> **EXERCISE AIM**
Reproduce every line of the material from the line containing "segment --target player's" through the end of the material, inclusive, requests included. In the answers, multiply each outline coordinate by 0.95 and round it to a whole number, rounding halves up.
[BEGIN]
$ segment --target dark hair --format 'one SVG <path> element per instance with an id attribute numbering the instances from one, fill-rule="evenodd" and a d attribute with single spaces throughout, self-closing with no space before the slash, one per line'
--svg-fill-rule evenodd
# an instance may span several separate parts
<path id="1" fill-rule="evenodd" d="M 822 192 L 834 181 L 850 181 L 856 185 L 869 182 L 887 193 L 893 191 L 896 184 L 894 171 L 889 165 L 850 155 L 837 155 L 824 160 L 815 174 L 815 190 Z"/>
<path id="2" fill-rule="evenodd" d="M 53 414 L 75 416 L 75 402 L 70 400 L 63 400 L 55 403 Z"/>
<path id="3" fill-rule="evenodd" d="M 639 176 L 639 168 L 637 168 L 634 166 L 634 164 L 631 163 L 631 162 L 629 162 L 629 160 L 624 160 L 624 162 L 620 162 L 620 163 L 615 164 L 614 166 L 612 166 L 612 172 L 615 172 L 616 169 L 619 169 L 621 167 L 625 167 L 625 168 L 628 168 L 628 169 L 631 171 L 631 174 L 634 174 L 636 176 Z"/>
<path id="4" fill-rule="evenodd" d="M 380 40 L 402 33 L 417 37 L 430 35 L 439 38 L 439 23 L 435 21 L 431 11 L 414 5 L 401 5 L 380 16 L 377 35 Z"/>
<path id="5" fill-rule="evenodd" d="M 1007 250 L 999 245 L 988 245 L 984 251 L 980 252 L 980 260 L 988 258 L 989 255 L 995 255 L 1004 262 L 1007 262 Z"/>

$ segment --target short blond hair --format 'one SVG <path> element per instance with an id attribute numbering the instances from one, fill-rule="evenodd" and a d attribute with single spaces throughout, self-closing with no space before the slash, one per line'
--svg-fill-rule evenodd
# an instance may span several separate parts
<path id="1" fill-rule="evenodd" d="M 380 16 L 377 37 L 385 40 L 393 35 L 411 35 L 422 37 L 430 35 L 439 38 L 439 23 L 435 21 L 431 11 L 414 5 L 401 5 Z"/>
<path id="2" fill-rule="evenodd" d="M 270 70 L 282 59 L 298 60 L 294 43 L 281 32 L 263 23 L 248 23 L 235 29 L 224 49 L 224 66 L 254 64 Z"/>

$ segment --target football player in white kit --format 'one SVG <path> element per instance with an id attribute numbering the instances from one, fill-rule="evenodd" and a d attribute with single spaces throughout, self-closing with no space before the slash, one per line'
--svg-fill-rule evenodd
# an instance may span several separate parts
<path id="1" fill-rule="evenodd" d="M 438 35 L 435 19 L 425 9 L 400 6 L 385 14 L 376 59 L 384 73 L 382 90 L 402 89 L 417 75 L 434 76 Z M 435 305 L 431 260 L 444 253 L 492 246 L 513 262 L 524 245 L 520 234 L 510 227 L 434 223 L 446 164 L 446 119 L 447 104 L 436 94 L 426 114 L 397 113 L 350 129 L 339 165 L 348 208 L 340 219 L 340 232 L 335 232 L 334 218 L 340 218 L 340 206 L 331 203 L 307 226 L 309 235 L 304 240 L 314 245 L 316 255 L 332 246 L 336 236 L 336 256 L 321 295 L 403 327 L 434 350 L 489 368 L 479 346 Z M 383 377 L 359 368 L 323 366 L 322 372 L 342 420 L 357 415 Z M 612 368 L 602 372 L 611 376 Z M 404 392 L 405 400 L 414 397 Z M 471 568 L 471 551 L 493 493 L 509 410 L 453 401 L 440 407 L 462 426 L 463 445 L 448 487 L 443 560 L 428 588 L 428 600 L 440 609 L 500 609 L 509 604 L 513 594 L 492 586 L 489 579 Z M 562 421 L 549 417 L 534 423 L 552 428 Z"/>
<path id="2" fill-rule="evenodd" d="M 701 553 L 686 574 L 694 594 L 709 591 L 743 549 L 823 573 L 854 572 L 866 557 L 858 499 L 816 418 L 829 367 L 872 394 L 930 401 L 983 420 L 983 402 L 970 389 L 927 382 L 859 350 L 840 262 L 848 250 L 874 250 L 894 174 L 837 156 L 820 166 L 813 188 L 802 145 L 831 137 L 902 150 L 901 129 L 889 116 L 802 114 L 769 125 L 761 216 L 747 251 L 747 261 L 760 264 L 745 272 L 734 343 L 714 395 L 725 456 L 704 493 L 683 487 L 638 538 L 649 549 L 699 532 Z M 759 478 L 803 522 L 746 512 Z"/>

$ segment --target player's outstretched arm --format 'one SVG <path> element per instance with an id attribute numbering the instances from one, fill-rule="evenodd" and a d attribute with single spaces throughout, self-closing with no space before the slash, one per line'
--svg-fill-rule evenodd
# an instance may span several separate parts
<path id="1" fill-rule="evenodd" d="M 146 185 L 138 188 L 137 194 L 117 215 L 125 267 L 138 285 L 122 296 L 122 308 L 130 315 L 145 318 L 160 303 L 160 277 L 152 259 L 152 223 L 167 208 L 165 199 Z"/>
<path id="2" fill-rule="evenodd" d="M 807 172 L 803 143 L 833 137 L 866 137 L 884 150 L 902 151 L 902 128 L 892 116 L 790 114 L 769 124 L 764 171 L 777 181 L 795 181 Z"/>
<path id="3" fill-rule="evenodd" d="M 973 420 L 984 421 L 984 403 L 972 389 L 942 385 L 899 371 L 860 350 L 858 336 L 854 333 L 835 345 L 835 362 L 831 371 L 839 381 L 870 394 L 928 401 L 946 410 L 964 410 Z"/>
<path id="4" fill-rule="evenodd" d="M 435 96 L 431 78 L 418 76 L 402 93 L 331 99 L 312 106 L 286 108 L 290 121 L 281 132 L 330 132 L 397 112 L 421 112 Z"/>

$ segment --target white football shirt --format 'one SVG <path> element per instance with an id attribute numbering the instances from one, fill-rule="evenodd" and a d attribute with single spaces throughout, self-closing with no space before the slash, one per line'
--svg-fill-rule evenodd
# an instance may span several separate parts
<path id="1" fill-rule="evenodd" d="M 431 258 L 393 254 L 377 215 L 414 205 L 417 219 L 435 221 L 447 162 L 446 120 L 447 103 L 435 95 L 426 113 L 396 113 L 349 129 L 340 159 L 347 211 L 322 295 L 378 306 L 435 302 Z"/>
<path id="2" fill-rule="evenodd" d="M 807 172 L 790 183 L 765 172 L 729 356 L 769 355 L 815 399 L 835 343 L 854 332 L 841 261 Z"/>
[END]
> **RESULT FOR THIS EXERCISE**
$ segment --target player's outstretched arm --format 'one SVG <path> element per instance with an id attribute numbering the instances from one, fill-rule="evenodd" and a d attribute with single spaces throughout, self-closing with no space before the slash, one per line'
--svg-fill-rule evenodd
# an instance may span several separate parts
<path id="1" fill-rule="evenodd" d="M 139 176 L 131 179 L 130 184 L 111 204 L 119 254 L 131 271 L 116 281 L 116 293 L 124 299 L 138 302 L 152 288 L 152 263 L 144 246 L 144 212 L 159 198 L 157 189 Z"/>
<path id="2" fill-rule="evenodd" d="M 767 163 L 763 136 L 791 130 L 823 130 L 840 143 L 857 143 L 857 122 L 847 110 L 751 108 L 731 118 L 726 162 L 738 172 L 755 172 Z"/>
<path id="3" fill-rule="evenodd" d="M 924 399 L 935 400 L 935 383 L 923 370 L 895 366 L 854 352 L 817 333 L 815 319 L 811 316 L 793 328 L 793 344 L 789 352 L 797 362 L 827 374 L 882 381 L 899 390 L 916 390 Z"/>
<path id="4" fill-rule="evenodd" d="M 413 91 L 409 74 L 397 72 L 382 88 L 314 94 L 296 101 L 272 103 L 276 115 L 267 125 L 314 125 L 377 106 L 400 106 Z"/>

$ segment --target white football shirt --format 'one SVG <path> element per instance with an id attribute numbering the instances from one, fill-rule="evenodd" and a d attribute with single spaces throughout, self-closing with no space before the slash, one per line'
--svg-fill-rule evenodd
# an instance may span several separate parts
<path id="1" fill-rule="evenodd" d="M 409 245 L 373 241 L 358 204 L 393 195 L 396 208 L 413 210 L 425 154 L 424 114 L 425 98 L 413 90 L 405 107 L 376 107 L 332 123 L 323 151 L 330 200 L 306 280 L 359 291 L 413 287 Z"/>
<path id="2" fill-rule="evenodd" d="M 767 163 L 751 174 L 727 163 L 693 338 L 731 337 L 774 379 L 793 326 L 811 315 L 799 248 Z"/>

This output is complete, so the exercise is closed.